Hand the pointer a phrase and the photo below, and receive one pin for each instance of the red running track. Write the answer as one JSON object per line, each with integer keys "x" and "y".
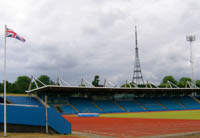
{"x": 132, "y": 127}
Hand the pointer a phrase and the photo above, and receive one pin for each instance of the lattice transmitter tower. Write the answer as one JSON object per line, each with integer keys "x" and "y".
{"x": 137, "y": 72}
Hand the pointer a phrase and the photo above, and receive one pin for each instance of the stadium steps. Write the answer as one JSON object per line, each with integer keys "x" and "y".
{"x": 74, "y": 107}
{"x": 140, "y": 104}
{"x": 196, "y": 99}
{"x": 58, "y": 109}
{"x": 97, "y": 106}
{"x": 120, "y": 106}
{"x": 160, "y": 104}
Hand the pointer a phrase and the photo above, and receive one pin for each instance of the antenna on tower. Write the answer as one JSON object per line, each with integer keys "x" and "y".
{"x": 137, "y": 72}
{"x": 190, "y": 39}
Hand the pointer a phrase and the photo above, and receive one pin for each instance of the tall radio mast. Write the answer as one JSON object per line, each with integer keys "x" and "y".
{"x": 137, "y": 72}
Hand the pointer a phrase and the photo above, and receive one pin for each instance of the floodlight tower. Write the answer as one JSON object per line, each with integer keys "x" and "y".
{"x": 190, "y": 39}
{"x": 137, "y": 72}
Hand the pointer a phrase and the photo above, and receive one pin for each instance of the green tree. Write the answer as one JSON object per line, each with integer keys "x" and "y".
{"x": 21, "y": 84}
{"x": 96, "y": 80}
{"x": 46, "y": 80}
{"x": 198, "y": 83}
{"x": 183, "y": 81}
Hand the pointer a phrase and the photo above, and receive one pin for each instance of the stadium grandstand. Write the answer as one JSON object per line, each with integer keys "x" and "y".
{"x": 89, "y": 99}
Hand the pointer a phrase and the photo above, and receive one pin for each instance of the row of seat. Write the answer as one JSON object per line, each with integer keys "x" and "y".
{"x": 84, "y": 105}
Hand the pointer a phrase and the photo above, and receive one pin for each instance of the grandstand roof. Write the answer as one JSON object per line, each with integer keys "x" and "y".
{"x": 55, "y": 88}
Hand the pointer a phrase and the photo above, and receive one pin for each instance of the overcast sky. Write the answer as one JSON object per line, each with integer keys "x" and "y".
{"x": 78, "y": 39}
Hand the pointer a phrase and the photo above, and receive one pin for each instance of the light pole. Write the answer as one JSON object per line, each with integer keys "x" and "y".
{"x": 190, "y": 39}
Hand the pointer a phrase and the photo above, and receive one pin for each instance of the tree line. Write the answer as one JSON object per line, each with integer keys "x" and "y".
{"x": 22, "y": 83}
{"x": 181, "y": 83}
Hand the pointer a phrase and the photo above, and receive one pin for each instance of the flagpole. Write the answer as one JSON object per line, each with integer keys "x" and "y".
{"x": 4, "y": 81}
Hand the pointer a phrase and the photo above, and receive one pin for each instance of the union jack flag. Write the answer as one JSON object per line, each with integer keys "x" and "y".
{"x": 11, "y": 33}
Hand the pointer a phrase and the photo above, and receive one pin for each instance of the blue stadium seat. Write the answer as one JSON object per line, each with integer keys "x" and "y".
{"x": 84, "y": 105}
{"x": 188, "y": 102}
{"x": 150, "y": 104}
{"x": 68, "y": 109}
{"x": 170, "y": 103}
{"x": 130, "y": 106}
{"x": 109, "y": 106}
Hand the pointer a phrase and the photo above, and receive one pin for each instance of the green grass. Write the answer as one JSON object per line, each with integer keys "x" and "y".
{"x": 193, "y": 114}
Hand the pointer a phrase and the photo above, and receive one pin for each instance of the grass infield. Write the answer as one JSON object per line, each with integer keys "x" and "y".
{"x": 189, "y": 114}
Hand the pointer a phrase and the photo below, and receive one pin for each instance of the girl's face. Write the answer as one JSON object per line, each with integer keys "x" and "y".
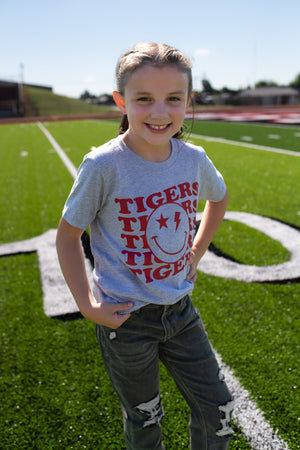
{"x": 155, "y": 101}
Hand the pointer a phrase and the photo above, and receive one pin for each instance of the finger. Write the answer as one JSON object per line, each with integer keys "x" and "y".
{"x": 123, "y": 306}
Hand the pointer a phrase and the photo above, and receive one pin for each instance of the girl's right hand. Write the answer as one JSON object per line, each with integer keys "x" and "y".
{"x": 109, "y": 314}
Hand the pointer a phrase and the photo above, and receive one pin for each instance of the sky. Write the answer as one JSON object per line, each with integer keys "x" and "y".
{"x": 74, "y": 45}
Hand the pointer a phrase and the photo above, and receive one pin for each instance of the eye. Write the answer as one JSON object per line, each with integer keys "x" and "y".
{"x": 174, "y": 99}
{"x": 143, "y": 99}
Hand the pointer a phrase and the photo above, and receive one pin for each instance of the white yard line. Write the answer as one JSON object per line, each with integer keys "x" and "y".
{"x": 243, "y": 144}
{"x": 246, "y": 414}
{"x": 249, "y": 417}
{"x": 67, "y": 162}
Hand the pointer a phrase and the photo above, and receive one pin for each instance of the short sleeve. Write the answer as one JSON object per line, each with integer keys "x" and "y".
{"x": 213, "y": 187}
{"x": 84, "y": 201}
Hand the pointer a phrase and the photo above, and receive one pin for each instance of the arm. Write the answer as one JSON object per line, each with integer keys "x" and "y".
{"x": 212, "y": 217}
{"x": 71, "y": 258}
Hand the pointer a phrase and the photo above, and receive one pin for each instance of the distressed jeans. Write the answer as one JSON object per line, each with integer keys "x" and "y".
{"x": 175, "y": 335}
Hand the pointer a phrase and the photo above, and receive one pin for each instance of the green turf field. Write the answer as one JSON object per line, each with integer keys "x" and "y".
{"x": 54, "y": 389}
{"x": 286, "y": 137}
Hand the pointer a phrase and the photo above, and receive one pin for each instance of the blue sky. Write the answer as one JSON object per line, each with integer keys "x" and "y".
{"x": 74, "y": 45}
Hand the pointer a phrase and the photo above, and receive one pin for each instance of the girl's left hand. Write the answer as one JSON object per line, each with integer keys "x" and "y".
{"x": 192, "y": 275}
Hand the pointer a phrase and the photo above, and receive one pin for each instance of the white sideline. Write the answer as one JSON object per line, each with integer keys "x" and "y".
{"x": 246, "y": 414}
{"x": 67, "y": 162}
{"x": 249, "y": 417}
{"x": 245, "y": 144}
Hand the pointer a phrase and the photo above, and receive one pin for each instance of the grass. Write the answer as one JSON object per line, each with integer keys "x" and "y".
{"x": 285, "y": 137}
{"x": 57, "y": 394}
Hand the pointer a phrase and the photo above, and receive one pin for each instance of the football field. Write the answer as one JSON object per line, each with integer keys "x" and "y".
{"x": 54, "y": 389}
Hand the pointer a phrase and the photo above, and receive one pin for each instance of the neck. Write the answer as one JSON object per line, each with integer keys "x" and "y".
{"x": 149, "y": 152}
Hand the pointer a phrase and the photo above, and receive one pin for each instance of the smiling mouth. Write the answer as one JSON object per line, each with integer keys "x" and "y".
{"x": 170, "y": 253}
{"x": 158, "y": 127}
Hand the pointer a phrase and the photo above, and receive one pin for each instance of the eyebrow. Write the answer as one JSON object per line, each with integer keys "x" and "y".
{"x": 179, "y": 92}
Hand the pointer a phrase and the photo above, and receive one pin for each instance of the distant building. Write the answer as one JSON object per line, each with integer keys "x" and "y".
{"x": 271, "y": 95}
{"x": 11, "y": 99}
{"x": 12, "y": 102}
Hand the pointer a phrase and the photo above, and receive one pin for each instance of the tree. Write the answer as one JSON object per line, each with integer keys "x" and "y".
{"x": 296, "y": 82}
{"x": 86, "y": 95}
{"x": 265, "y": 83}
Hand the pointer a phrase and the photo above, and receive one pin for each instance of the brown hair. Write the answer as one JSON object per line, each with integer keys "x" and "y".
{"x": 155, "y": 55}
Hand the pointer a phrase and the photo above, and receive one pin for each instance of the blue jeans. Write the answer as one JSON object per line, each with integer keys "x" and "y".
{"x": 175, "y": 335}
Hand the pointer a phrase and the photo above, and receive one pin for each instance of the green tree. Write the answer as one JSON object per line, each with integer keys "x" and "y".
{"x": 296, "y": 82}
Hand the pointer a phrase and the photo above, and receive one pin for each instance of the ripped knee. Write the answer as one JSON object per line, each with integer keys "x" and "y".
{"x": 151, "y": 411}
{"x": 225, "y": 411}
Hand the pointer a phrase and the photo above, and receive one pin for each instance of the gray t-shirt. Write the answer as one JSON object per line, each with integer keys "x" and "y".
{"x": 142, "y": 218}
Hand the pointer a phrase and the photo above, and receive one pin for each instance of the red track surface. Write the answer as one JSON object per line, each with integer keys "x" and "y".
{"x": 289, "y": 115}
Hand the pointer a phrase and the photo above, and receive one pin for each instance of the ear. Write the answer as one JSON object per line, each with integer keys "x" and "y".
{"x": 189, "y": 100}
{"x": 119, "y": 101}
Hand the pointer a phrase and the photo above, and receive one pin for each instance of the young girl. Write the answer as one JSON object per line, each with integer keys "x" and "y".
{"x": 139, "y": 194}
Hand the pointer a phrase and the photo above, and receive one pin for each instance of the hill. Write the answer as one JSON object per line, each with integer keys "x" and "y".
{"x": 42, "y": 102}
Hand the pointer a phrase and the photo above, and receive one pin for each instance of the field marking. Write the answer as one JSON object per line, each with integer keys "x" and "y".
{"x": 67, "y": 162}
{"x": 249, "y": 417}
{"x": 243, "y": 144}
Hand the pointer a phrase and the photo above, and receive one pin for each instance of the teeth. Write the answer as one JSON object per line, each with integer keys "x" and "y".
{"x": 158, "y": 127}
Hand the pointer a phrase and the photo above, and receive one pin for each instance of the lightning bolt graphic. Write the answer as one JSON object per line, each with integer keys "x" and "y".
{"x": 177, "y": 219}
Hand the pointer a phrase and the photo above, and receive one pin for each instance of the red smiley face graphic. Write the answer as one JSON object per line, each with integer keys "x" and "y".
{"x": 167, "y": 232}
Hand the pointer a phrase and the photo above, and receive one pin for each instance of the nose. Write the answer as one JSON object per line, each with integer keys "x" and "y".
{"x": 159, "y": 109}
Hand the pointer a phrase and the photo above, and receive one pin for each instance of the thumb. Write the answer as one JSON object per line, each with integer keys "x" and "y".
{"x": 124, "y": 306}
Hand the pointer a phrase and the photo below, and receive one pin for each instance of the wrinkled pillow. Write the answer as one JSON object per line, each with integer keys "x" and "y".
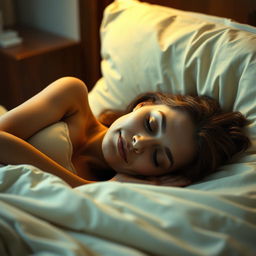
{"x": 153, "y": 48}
::::::::::
* [Short exercise] Set down only the lines running from the line with "of the teeth." to the end of the entries, inclusive; omit every picture.

* [Answer for the task]
Hand the pointer a phrase and the photo above, and receive one pin for each instance of the teeth. Write the answer as one JSON object per line, each with integer keys "x" and "y".
{"x": 158, "y": 127}
Hand the pointer a phrase and the photo above, and receive one pin for each instance of the lightning bolt graphic. Write the answer as one JSON object per line, each with integer keys "x" and "y".
{"x": 177, "y": 219}
Hand the pointer a phrase and the photo above, and receive one pin for each instance of the red smiley face graphic. Write the answer as one JSON object per line, each with integer keys "x" and "y".
{"x": 167, "y": 232}
Hand the pointer a phrase and the photo above, and receive one pin for each instance of the nose. Write the answer as one JSON object per line, each with integer keys "x" and "y".
{"x": 159, "y": 109}
Hand the pointer a phrase and the photo above, and receive one pin for each instance of the thumb. Write the answer as one JSON object per line, each with integer keys "x" and "y".
{"x": 124, "y": 306}
Hand the pointer a phrase and the photo below, and receive one pin for each instance of the wrinkled pillow. Write the answer as one JSON object per line, each with integer keys "x" and "y".
{"x": 153, "y": 48}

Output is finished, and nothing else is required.